### Your assignment
The records are to be repeated exactly, and any images in them are to be dropped.
# # #
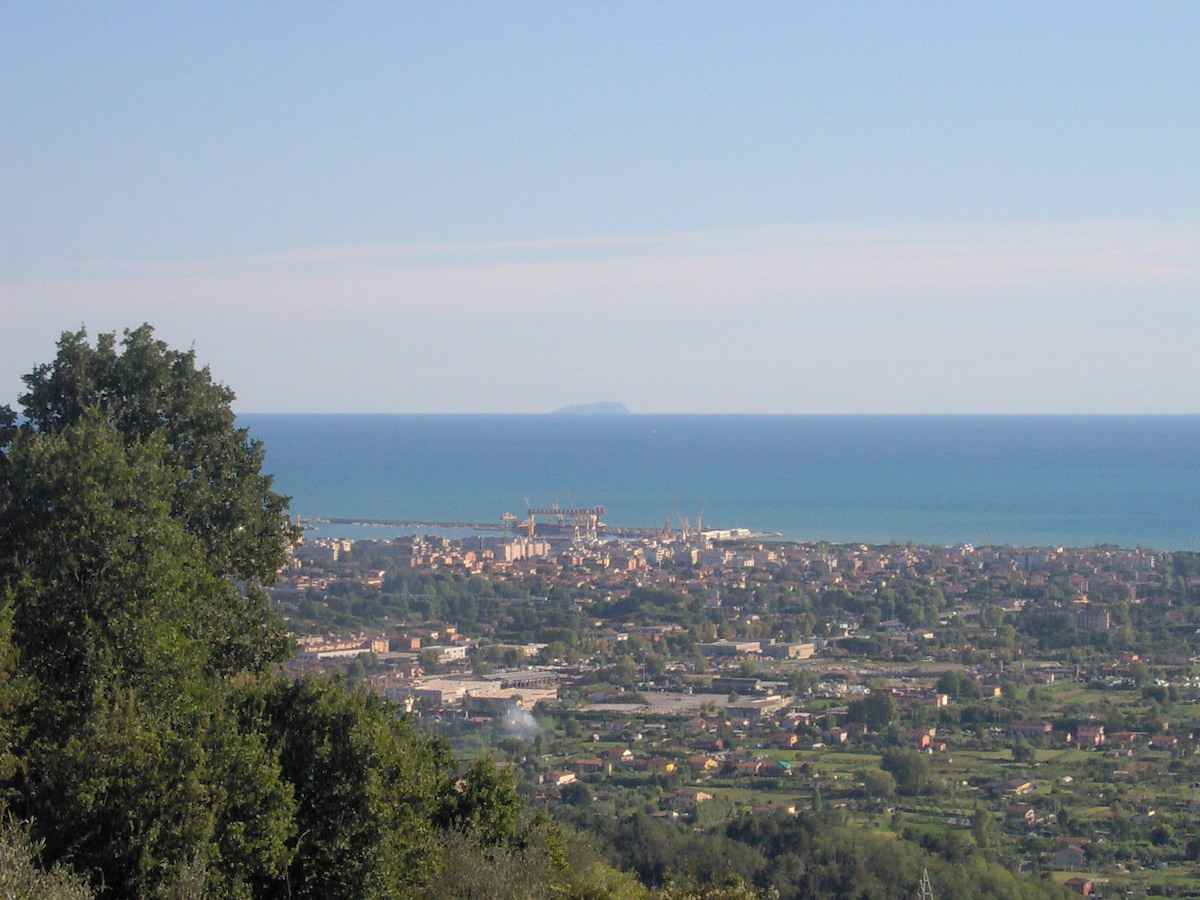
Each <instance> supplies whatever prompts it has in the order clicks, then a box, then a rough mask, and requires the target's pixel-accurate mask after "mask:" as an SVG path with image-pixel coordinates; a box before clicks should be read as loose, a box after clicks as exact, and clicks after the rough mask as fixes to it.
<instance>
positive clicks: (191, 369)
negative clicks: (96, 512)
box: [20, 325, 295, 581]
# # #
### Task answer
Each <instance> supplies whatever prompts it has in the order clicks, then a box, then a rough mask, and requires the target's pixel-accurate mask after "mask:" as an SVG path with image-pixel coordinates; a box before clicks should be read as loose, a box after clicks as exact, and clicks after the rough mask as fixes to it.
<instance>
positive clicks: (191, 369)
negative clicks: (96, 512)
box: [20, 325, 295, 581]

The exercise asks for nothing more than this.